### REQUIRED WORK
Count the lines in the material below that contain the string "blue", treating uppercase and lowercase letters as different. Give only the number.

Records of labeled boxes:
==*==

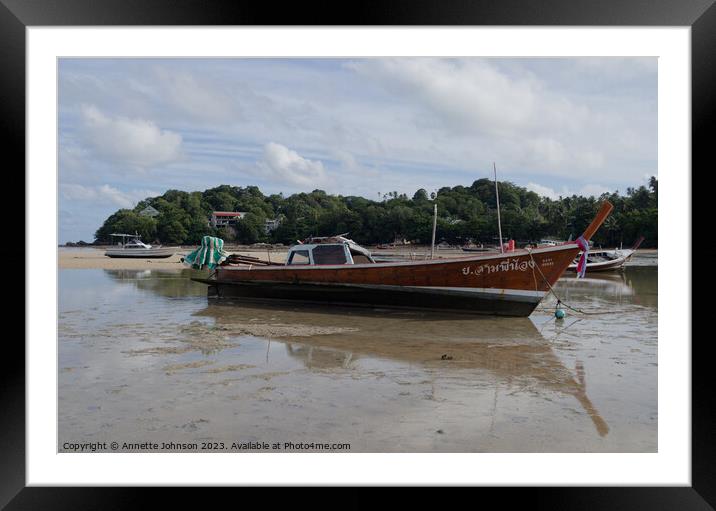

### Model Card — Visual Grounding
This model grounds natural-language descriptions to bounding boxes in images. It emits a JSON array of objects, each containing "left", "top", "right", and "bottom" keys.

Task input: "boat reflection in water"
[
  {"left": 192, "top": 303, "right": 609, "bottom": 436},
  {"left": 91, "top": 266, "right": 658, "bottom": 452}
]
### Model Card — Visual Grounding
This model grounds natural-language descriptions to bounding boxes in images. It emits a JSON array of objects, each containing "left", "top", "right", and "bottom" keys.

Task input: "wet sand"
[{"left": 58, "top": 255, "right": 658, "bottom": 452}]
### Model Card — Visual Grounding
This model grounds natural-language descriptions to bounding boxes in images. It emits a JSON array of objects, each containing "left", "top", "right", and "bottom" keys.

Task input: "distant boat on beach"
[
  {"left": 104, "top": 234, "right": 175, "bottom": 259},
  {"left": 568, "top": 236, "right": 644, "bottom": 272}
]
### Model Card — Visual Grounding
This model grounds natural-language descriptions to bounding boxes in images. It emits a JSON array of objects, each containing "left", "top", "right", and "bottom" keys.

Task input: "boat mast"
[{"left": 492, "top": 161, "right": 505, "bottom": 254}]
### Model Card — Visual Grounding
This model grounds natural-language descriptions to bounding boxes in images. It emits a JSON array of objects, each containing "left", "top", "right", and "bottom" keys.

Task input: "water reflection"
[{"left": 77, "top": 266, "right": 658, "bottom": 452}]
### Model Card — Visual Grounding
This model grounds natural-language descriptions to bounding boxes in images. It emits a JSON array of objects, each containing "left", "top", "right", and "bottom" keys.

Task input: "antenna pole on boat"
[
  {"left": 430, "top": 202, "right": 438, "bottom": 259},
  {"left": 492, "top": 161, "right": 505, "bottom": 254}
]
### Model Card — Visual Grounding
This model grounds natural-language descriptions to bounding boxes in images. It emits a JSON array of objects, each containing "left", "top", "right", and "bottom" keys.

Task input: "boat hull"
[
  {"left": 195, "top": 245, "right": 579, "bottom": 316},
  {"left": 195, "top": 279, "right": 545, "bottom": 316}
]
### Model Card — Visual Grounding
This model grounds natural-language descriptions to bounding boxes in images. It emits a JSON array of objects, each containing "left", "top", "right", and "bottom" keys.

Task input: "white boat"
[{"left": 104, "top": 234, "right": 175, "bottom": 259}]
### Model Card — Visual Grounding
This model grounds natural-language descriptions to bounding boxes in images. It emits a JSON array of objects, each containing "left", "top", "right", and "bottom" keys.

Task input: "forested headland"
[{"left": 95, "top": 177, "right": 658, "bottom": 247}]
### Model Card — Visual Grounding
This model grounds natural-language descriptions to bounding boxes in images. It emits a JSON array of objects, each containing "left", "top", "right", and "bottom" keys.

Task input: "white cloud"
[
  {"left": 81, "top": 105, "right": 182, "bottom": 168},
  {"left": 60, "top": 183, "right": 160, "bottom": 208},
  {"left": 256, "top": 142, "right": 327, "bottom": 187}
]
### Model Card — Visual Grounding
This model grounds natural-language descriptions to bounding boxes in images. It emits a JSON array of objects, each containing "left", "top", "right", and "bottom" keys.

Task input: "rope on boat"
[{"left": 527, "top": 249, "right": 637, "bottom": 315}]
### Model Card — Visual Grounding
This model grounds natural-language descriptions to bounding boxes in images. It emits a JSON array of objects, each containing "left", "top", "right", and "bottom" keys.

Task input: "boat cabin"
[{"left": 286, "top": 236, "right": 375, "bottom": 266}]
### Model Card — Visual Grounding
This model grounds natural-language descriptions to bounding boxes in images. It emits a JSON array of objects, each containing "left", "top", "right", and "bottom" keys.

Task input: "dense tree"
[{"left": 95, "top": 177, "right": 658, "bottom": 247}]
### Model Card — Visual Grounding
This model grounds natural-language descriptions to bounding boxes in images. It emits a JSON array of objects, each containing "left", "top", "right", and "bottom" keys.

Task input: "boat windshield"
[
  {"left": 286, "top": 250, "right": 311, "bottom": 264},
  {"left": 313, "top": 245, "right": 348, "bottom": 264},
  {"left": 286, "top": 243, "right": 375, "bottom": 265}
]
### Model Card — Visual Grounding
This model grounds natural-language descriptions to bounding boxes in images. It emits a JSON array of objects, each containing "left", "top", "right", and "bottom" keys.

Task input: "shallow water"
[{"left": 58, "top": 258, "right": 657, "bottom": 452}]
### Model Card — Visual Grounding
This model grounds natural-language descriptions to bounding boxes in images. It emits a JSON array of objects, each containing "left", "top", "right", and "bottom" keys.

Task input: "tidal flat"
[{"left": 57, "top": 253, "right": 658, "bottom": 452}]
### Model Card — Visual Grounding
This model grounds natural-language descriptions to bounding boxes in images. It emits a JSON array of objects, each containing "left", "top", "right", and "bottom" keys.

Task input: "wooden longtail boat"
[{"left": 193, "top": 202, "right": 613, "bottom": 316}]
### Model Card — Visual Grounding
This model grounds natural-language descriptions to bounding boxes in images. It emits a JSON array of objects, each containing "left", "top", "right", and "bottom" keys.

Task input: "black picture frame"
[{"left": 0, "top": 0, "right": 716, "bottom": 510}]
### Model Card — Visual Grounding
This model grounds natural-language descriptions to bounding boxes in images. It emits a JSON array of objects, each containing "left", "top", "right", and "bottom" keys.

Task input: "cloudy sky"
[{"left": 59, "top": 58, "right": 657, "bottom": 242}]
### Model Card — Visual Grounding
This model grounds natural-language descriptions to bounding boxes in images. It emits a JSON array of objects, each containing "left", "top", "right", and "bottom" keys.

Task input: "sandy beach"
[{"left": 57, "top": 245, "right": 657, "bottom": 270}]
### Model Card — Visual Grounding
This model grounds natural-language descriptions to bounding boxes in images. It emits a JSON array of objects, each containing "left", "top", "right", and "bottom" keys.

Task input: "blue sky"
[{"left": 59, "top": 58, "right": 657, "bottom": 242}]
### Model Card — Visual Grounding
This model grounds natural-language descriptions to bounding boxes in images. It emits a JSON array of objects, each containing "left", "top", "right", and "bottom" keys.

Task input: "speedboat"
[{"left": 569, "top": 236, "right": 644, "bottom": 272}]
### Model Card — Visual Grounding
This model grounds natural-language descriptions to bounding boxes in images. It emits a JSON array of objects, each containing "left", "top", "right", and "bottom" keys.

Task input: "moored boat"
[
  {"left": 104, "top": 234, "right": 175, "bottom": 259},
  {"left": 194, "top": 202, "right": 612, "bottom": 316},
  {"left": 568, "top": 236, "right": 644, "bottom": 272}
]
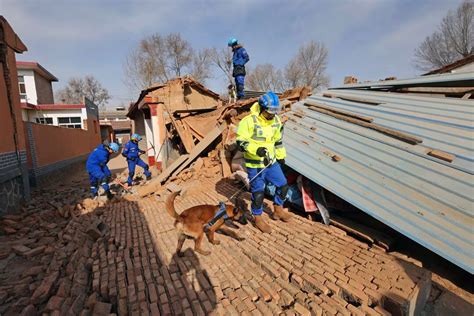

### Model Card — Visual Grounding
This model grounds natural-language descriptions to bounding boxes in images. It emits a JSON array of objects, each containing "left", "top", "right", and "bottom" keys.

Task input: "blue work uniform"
[
  {"left": 86, "top": 144, "right": 112, "bottom": 196},
  {"left": 122, "top": 140, "right": 151, "bottom": 185},
  {"left": 232, "top": 45, "right": 250, "bottom": 99}
]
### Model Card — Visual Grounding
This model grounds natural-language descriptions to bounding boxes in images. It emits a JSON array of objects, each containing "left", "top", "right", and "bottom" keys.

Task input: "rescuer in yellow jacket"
[{"left": 237, "top": 92, "right": 291, "bottom": 233}]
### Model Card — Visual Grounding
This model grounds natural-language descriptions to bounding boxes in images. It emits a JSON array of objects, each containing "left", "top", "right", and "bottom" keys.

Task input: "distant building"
[
  {"left": 16, "top": 61, "right": 98, "bottom": 129},
  {"left": 16, "top": 61, "right": 58, "bottom": 105}
]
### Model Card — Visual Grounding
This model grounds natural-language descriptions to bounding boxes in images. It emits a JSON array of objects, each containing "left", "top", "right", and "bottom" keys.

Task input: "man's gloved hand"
[
  {"left": 105, "top": 191, "right": 114, "bottom": 200},
  {"left": 257, "top": 147, "right": 268, "bottom": 157}
]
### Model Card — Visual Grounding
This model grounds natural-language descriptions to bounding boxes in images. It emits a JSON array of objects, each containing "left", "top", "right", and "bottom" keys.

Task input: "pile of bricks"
[{"left": 0, "top": 177, "right": 430, "bottom": 315}]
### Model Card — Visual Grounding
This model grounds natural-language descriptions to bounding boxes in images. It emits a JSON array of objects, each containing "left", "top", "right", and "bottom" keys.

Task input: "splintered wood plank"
[
  {"left": 323, "top": 93, "right": 383, "bottom": 105},
  {"left": 172, "top": 125, "right": 224, "bottom": 178},
  {"left": 305, "top": 103, "right": 423, "bottom": 145},
  {"left": 428, "top": 149, "right": 456, "bottom": 162}
]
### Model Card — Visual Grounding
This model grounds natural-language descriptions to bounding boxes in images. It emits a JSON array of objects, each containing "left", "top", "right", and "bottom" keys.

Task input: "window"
[
  {"left": 36, "top": 117, "right": 53, "bottom": 125},
  {"left": 58, "top": 117, "right": 82, "bottom": 128},
  {"left": 18, "top": 76, "right": 26, "bottom": 102}
]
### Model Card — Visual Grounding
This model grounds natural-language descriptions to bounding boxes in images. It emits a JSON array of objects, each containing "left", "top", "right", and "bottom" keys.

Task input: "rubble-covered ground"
[{"left": 0, "top": 166, "right": 473, "bottom": 315}]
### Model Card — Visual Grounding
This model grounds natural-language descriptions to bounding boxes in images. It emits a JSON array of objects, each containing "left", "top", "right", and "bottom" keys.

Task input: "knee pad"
[
  {"left": 252, "top": 191, "right": 265, "bottom": 210},
  {"left": 279, "top": 184, "right": 290, "bottom": 200}
]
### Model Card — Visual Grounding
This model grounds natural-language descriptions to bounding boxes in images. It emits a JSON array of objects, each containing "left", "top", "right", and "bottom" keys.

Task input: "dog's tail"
[{"left": 166, "top": 192, "right": 179, "bottom": 219}]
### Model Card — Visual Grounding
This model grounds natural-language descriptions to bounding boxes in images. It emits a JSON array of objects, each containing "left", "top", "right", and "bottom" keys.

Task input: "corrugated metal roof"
[
  {"left": 331, "top": 72, "right": 474, "bottom": 89},
  {"left": 284, "top": 90, "right": 474, "bottom": 273}
]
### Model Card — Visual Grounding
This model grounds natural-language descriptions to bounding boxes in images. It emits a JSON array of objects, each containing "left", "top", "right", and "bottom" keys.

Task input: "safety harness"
[{"left": 205, "top": 202, "right": 229, "bottom": 230}]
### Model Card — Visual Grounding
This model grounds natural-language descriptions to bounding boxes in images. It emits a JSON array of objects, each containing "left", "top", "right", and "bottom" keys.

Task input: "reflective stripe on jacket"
[{"left": 237, "top": 102, "right": 286, "bottom": 168}]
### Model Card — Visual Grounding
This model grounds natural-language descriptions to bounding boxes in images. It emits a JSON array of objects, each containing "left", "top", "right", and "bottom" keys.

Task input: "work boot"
[
  {"left": 254, "top": 215, "right": 272, "bottom": 234},
  {"left": 273, "top": 205, "right": 291, "bottom": 222}
]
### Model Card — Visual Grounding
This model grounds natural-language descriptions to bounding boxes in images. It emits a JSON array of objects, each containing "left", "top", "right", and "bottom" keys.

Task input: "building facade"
[
  {"left": 16, "top": 61, "right": 58, "bottom": 105},
  {"left": 0, "top": 16, "right": 30, "bottom": 214}
]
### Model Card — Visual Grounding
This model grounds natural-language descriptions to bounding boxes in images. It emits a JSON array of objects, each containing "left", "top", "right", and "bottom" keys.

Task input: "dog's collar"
[{"left": 206, "top": 202, "right": 229, "bottom": 229}]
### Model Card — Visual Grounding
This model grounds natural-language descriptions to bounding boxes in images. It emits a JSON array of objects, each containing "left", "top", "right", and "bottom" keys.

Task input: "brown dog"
[{"left": 166, "top": 192, "right": 244, "bottom": 256}]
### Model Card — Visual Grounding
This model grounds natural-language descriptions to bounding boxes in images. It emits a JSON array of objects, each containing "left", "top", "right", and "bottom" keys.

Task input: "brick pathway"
[{"left": 0, "top": 179, "right": 430, "bottom": 315}]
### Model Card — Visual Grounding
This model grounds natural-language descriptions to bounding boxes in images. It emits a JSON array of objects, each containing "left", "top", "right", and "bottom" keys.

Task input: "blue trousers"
[
  {"left": 234, "top": 76, "right": 245, "bottom": 98},
  {"left": 247, "top": 162, "right": 287, "bottom": 215},
  {"left": 127, "top": 157, "right": 151, "bottom": 185},
  {"left": 89, "top": 170, "right": 110, "bottom": 196}
]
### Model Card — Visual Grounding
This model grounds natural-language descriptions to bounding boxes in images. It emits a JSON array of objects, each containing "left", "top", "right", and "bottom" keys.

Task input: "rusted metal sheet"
[{"left": 283, "top": 90, "right": 474, "bottom": 273}]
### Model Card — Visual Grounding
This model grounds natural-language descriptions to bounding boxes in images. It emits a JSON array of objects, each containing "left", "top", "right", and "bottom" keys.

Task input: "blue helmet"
[
  {"left": 227, "top": 37, "right": 239, "bottom": 46},
  {"left": 258, "top": 91, "right": 281, "bottom": 114},
  {"left": 130, "top": 133, "right": 142, "bottom": 142},
  {"left": 109, "top": 143, "right": 119, "bottom": 153}
]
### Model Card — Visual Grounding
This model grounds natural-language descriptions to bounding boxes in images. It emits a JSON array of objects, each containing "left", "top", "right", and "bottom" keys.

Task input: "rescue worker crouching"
[
  {"left": 86, "top": 143, "right": 119, "bottom": 200},
  {"left": 122, "top": 134, "right": 151, "bottom": 186},
  {"left": 237, "top": 92, "right": 291, "bottom": 233}
]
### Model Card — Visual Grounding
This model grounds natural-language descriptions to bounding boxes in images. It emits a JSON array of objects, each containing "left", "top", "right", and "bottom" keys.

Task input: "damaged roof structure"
[{"left": 283, "top": 72, "right": 474, "bottom": 273}]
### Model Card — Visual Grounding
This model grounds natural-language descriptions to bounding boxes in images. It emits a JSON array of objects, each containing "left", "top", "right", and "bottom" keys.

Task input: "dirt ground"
[{"left": 0, "top": 169, "right": 474, "bottom": 315}]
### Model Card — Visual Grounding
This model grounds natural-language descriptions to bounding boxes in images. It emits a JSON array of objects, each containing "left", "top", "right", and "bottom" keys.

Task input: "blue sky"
[{"left": 0, "top": 0, "right": 461, "bottom": 107}]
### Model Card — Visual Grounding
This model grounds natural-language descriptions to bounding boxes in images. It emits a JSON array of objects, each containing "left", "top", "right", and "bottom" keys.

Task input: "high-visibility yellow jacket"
[{"left": 237, "top": 102, "right": 286, "bottom": 168}]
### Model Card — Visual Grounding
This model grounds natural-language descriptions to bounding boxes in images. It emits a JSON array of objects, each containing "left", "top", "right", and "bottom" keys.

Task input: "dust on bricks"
[{"left": 0, "top": 174, "right": 440, "bottom": 315}]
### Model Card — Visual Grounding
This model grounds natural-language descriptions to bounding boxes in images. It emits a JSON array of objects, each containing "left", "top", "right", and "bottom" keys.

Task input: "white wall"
[
  {"left": 451, "top": 63, "right": 474, "bottom": 73},
  {"left": 18, "top": 69, "right": 38, "bottom": 104},
  {"left": 23, "top": 109, "right": 87, "bottom": 129}
]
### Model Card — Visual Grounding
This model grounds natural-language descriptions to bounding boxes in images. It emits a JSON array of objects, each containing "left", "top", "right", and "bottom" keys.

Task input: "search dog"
[{"left": 166, "top": 192, "right": 244, "bottom": 257}]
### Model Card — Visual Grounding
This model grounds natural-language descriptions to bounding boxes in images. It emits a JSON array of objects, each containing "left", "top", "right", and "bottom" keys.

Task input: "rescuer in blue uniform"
[
  {"left": 86, "top": 143, "right": 119, "bottom": 200},
  {"left": 227, "top": 37, "right": 250, "bottom": 100},
  {"left": 122, "top": 134, "right": 151, "bottom": 186}
]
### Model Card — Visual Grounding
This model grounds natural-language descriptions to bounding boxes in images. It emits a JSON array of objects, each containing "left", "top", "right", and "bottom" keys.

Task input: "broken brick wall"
[{"left": 0, "top": 16, "right": 30, "bottom": 214}]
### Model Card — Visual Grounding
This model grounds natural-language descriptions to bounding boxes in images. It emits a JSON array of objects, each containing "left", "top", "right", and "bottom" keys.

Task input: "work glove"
[
  {"left": 105, "top": 191, "right": 114, "bottom": 200},
  {"left": 257, "top": 147, "right": 268, "bottom": 157}
]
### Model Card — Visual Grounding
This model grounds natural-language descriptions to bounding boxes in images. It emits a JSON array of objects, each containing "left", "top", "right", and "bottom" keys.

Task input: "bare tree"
[
  {"left": 166, "top": 33, "right": 193, "bottom": 77},
  {"left": 414, "top": 0, "right": 474, "bottom": 71},
  {"left": 124, "top": 33, "right": 203, "bottom": 92},
  {"left": 284, "top": 41, "right": 329, "bottom": 90},
  {"left": 56, "top": 76, "right": 110, "bottom": 107},
  {"left": 246, "top": 64, "right": 284, "bottom": 92},
  {"left": 210, "top": 48, "right": 233, "bottom": 83},
  {"left": 190, "top": 48, "right": 211, "bottom": 83}
]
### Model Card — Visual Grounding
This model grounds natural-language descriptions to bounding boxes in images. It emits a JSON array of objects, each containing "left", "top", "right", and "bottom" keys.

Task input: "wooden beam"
[
  {"left": 173, "top": 125, "right": 224, "bottom": 175},
  {"left": 428, "top": 149, "right": 456, "bottom": 162},
  {"left": 137, "top": 155, "right": 189, "bottom": 197},
  {"left": 323, "top": 93, "right": 383, "bottom": 105},
  {"left": 174, "top": 106, "right": 217, "bottom": 114},
  {"left": 305, "top": 100, "right": 374, "bottom": 123},
  {"left": 305, "top": 103, "right": 423, "bottom": 145}
]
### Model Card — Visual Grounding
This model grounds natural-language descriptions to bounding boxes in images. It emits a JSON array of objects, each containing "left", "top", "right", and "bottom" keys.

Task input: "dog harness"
[{"left": 205, "top": 202, "right": 229, "bottom": 229}]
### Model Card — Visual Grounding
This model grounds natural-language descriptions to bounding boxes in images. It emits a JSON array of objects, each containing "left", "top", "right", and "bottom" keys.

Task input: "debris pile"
[{"left": 138, "top": 87, "right": 311, "bottom": 197}]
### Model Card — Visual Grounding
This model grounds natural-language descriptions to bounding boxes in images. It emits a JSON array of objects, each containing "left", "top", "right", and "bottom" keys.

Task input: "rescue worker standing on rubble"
[
  {"left": 237, "top": 91, "right": 291, "bottom": 233},
  {"left": 86, "top": 143, "right": 119, "bottom": 200},
  {"left": 227, "top": 37, "right": 249, "bottom": 100},
  {"left": 122, "top": 134, "right": 151, "bottom": 186}
]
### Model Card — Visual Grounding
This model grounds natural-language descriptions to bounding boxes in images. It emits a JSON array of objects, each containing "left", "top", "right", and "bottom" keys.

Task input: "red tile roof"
[
  {"left": 21, "top": 102, "right": 86, "bottom": 110},
  {"left": 16, "top": 61, "right": 58, "bottom": 81}
]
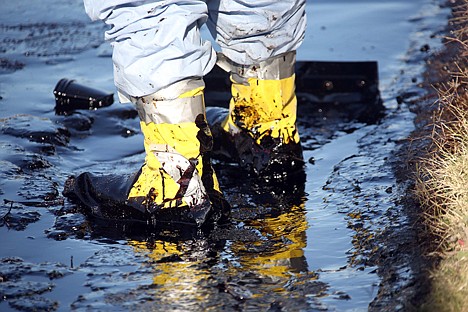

==*==

### CORRECT RESPONSE
6